Required action: The answer must be a single number, namely how many lines in the entries below contain the string "window".

◇ ◇ ◇ ◇

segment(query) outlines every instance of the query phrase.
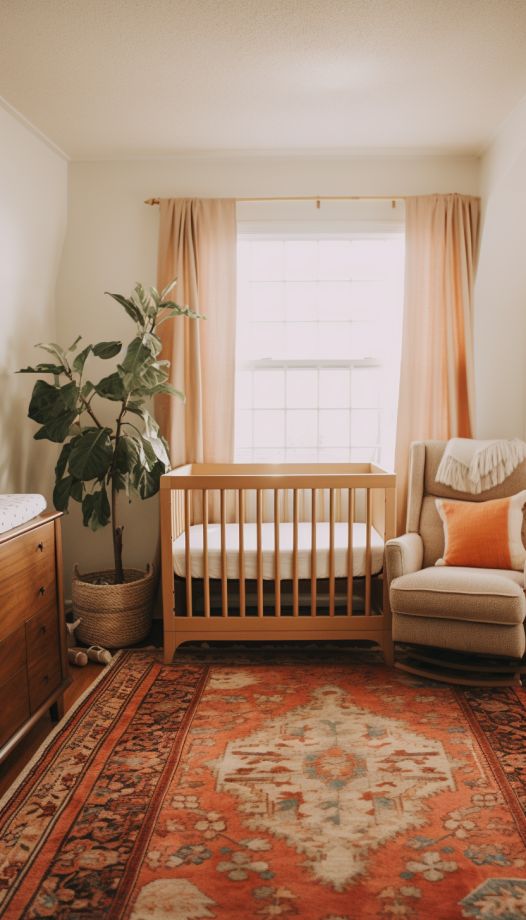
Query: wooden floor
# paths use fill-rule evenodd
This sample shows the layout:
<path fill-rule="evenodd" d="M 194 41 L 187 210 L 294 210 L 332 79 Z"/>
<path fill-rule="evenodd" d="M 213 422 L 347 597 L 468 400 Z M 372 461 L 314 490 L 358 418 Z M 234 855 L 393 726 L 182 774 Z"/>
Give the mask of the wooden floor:
<path fill-rule="evenodd" d="M 94 664 L 88 661 L 84 668 L 70 667 L 71 683 L 64 694 L 64 712 L 67 712 L 78 700 L 79 696 L 84 693 L 90 684 L 103 670 L 104 665 Z M 40 747 L 42 742 L 53 728 L 54 723 L 51 721 L 49 713 L 39 719 L 25 738 L 9 757 L 0 764 L 0 796 L 9 789 L 11 783 L 15 781 L 19 773 L 23 770 L 26 763 L 31 760 L 35 751 Z"/>

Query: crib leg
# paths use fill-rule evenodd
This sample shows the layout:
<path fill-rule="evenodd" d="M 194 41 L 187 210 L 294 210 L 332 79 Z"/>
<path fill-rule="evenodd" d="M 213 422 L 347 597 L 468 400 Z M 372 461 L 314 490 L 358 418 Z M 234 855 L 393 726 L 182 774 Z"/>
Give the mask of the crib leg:
<path fill-rule="evenodd" d="M 171 664 L 177 648 L 174 632 L 165 632 L 163 639 L 164 663 Z"/>

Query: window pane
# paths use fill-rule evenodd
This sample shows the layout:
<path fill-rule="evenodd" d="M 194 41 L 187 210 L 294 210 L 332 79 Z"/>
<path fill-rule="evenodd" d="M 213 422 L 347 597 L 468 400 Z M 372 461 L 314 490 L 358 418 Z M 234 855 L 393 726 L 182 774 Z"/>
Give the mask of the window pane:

◇ ◇ ◇ ◇

Reply: 2